- Exercise task -
Produce an exact transcription of the listing below, omitting the pictures.

- Exercise input -
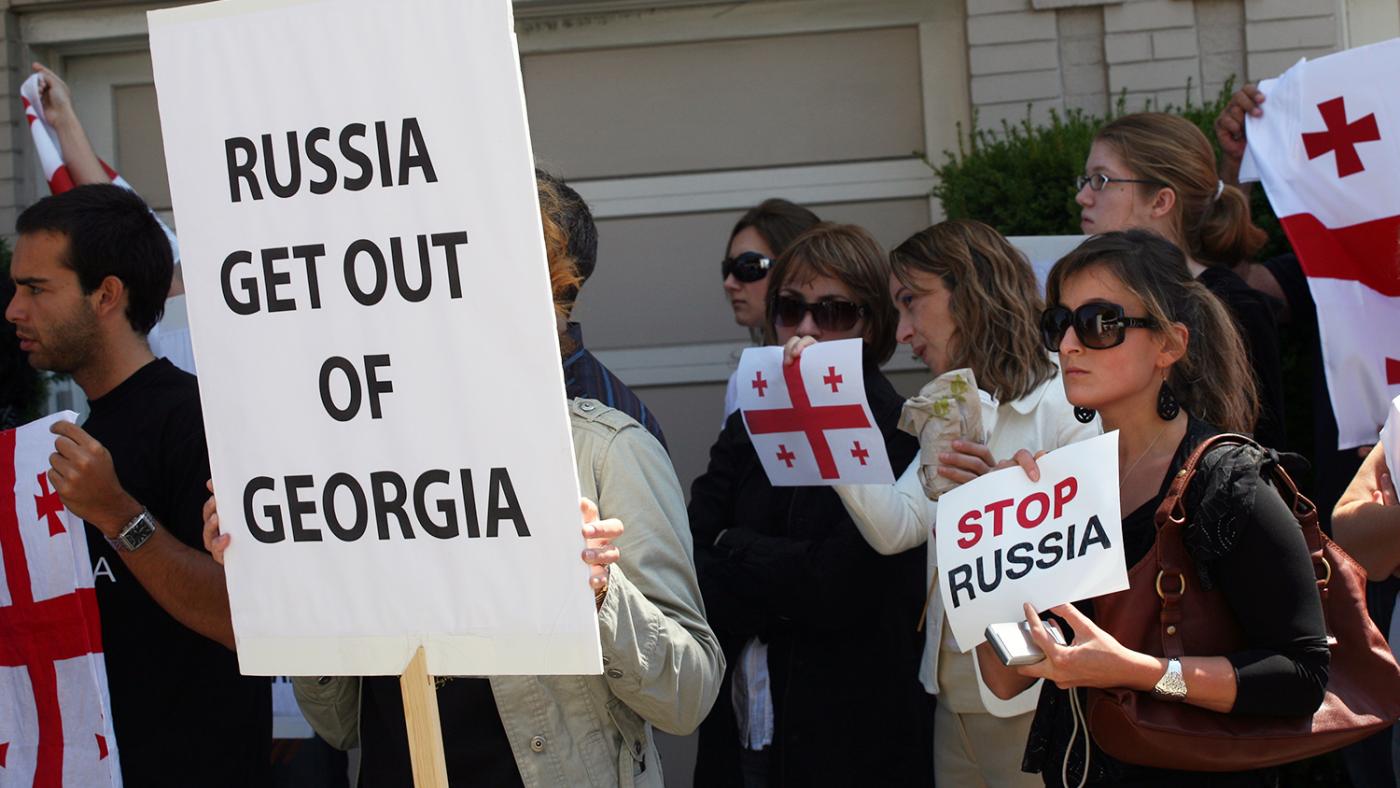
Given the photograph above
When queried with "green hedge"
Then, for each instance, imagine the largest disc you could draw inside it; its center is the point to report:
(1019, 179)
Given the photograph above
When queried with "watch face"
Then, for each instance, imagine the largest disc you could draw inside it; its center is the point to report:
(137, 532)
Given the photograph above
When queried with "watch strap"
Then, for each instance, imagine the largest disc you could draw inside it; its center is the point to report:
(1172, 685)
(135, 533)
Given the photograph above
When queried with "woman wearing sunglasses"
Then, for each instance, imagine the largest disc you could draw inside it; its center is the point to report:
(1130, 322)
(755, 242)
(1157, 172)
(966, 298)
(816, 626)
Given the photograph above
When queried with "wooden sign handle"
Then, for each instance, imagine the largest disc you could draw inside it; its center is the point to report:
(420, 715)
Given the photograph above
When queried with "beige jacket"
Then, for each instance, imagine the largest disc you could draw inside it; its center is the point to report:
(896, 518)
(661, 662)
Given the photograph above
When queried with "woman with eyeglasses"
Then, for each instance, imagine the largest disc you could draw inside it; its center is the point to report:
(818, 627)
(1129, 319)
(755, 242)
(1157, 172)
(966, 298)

- Solution for this task -
Given the photograph above
When queried with "green hedge"
Then, for each instance, imagine the largest disc you could draw inside it; its center is the point to report:
(1019, 179)
Given the photograph above
When queried with "watch face"
Then, for each instance, imagine the largest disc you could draw inside it; its center is the point to report:
(137, 532)
Given the photograph above
When queried with "watch strap"
Then, for each instance, imagine the largest disc you could draw inside it; its center is the point to report:
(1172, 685)
(135, 533)
Given the photograph above
When queried with "woman wearing sunglasses"
Then, for each instance, imagine the largest disc you could draw inside it; its center is the point to report:
(1130, 322)
(755, 242)
(1157, 172)
(966, 298)
(816, 626)
Given the photograph above
When queried with "wooden sign handle"
Then, for each instance, imagine the largest disc you could draw inside it; its center is the point to report:
(420, 715)
Given the photograph above
When queried with "beige jacket"
Then, for each instance, imagine the largest disc you could draw inside it; its center is the point to report:
(896, 518)
(661, 662)
Given the photograph above
When queried with "woman with eyeglasses"
Then, for each instance, imagine the largest disc you could draw inside it; its center is the point to report:
(818, 627)
(1129, 319)
(755, 242)
(1157, 172)
(966, 298)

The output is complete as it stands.